文書本文 -
★ ★ ★ ★

IZU PHOTO MUSEUMで「比嘉康雄展」が開催されることになっていて,その期間中の4月10日(日)には,阿満利麿さんの講演があるというので,楽しみにしていた。が,なぜか,この企画は中止になったという。
不可解というか,複雑な気持ちである。
こういうご時世だから,いろいろなお祭り的な行事は自粛しようというのは,わからぬわけではない。しかし,なにからなにまで喪に服したように,自重し,自粛すればいい,というものでもなかろう,とわたしは考える。とりわけ,文化事業は自粛しないでほしい,と思う。ただでさえ,気持ちが落ち込んでしまって,これまでやってきたこともまともには手につかない状態になっているのだから,せめて,気持ちの上でも「前向き」になれるように,みずからを奮い立たせることが,この際,重要ではないか,とわたしは考える。

★ ★ ★ ★

収集資料 -
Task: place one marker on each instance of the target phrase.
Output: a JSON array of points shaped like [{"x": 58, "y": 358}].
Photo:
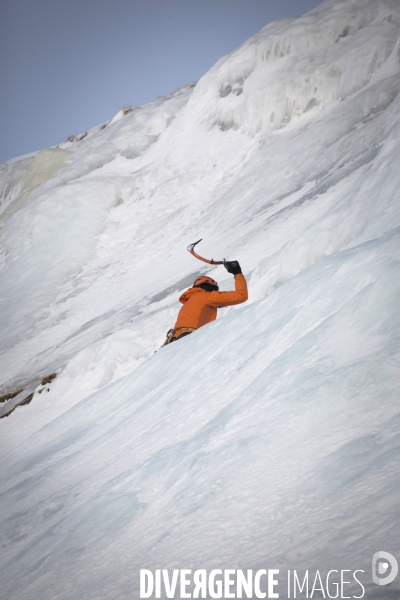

★ ★ ★ ★

問題 - 比嘉康雄展の中止を扱った本文から、「不可解というか,複雑な気持ちである。」で始まり「はないか,とわたしは考える。」で終わる箇所を一字も変えずに書き写してください。

解答は以下 -
不可解というか,複雑な気持ちである。
こういうご時世だから,いろいろなお祭り的な行事は自粛しようというのは,わからぬわけではない。しかし,なにからなにまで喪に服したように,自重し,自粛すればいい,というものでもなかろう,とわたしは考える。とりわけ,文化事業は自粛しないでほしい,と思う。ただでさえ,気持ちが落ち込んでしまって,これまでやってきたこともまともには手につかない状態になっているのだから,せめて,気持ちの上でも「前向き」になれるように,みずからを奮い立たせることが,この際,重要ではないか,とわたしは考える。